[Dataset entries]
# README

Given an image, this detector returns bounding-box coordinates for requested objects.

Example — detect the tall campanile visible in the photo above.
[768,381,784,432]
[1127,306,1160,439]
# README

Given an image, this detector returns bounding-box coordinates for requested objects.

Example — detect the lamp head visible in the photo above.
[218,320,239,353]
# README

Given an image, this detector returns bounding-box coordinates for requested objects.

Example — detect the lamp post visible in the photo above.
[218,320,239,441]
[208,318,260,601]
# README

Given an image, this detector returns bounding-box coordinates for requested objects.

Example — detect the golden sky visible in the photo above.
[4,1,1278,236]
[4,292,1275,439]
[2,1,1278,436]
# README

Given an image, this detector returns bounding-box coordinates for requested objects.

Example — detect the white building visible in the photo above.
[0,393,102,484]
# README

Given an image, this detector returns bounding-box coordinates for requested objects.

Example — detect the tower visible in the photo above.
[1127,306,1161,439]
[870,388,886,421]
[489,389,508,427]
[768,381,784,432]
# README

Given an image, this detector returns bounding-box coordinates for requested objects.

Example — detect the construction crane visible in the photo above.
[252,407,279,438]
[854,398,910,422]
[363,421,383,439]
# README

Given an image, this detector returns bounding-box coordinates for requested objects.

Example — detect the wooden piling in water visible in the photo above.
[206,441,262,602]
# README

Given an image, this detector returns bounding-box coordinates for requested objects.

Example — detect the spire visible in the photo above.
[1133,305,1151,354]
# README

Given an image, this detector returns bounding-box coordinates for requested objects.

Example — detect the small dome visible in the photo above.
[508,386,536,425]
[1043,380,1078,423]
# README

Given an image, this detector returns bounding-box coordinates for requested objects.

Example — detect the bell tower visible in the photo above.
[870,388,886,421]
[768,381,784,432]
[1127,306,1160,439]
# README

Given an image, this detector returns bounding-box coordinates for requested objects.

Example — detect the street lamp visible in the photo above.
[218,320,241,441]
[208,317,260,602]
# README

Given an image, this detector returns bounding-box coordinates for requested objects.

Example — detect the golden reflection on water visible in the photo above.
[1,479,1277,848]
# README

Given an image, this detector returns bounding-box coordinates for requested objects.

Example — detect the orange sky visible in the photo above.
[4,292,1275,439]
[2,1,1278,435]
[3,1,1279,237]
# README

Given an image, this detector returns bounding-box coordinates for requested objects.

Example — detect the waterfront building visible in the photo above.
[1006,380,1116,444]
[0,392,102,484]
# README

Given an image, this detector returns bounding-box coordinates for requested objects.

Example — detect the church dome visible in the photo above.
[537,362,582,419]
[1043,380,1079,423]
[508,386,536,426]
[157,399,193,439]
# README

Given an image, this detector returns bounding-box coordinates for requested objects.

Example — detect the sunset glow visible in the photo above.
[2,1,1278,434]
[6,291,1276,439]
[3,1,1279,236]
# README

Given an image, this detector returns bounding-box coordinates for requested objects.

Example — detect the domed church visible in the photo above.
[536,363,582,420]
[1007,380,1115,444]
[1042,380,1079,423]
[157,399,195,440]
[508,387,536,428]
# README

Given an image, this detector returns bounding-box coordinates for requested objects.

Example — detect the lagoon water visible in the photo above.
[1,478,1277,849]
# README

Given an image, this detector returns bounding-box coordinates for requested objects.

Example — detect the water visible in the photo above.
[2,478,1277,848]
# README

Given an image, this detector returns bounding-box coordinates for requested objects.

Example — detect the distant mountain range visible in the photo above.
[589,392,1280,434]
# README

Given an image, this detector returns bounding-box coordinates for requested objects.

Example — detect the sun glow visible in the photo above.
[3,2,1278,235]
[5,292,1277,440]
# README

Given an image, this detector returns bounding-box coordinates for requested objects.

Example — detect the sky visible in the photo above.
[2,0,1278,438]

- **Task to complete**
Reproduce exactly the lines from the one with "Example — detect the sun glow" through the end of the entries above, both ends included.

- **Result of this exercise**
Example — detect the sun glow visible in the photo above.
[3,2,1278,235]
[5,292,1277,440]
# README

Given an image, this detector returns bounding-box coordinates for requested objects.

Example — detect the sky visible in the photo above.
[2,0,1278,438]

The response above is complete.